WHAT NEEDS TO BE DONE: Copy the data from the line that contains "chain in the photo above." to its last line, exactly, including both of those lines and leaving out everything before.

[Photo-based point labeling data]
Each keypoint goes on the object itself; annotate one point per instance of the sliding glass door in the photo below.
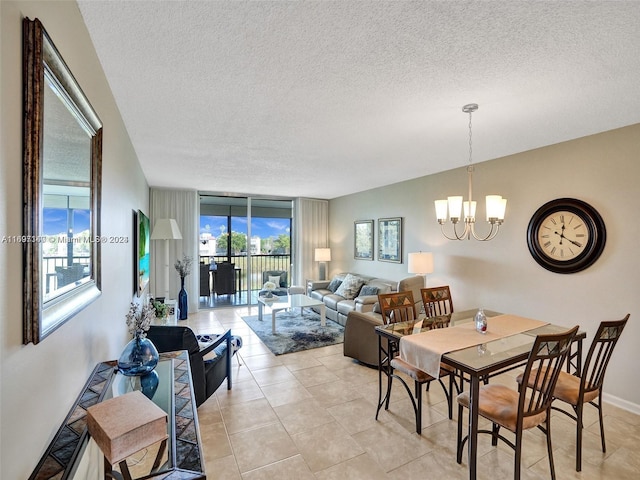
(252, 234)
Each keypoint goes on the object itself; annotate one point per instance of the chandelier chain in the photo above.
(470, 147)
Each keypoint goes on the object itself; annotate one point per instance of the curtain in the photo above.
(183, 206)
(311, 227)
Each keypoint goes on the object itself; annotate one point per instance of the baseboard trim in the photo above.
(619, 402)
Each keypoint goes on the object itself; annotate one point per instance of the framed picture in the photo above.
(142, 249)
(390, 240)
(363, 240)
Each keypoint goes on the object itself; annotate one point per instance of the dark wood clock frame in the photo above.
(593, 248)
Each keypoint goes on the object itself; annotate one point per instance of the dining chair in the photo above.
(586, 388)
(437, 302)
(397, 307)
(527, 408)
(400, 307)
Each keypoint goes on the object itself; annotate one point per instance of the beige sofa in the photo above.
(338, 307)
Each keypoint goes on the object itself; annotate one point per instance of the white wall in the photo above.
(40, 383)
(602, 170)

FULL OUTPUT:
Each keypoint goes on the object itself; annotate one point per instance of the chandelier chain in the photo above.
(470, 147)
Each keypoint goes on the object itself; annotate one point per instance of the curtain in the photo above.
(183, 206)
(311, 227)
Each keypoint goes on the object itself; annotate one point per instance of the baseboard trim in the photo above.
(619, 402)
Each keypoint goes on the object itself; annotate one point per instance of the framed picture in the photo above.
(142, 249)
(390, 240)
(363, 240)
Each keypoint goes on the object itself; annotate one point per instance of the dark wood clock frame in the photo above.
(593, 248)
Each keypoint goes on the object itself; annotate one point per instance of the dining chair in the photo above.
(586, 388)
(437, 302)
(397, 307)
(527, 408)
(400, 307)
Each keypoint goes on the object itself; annotate one point per instance of the beige sofa in the photo above.
(338, 307)
Each keypoint goes on the object itself; annotate one point per instance of the white wall in the photo above.
(40, 383)
(602, 170)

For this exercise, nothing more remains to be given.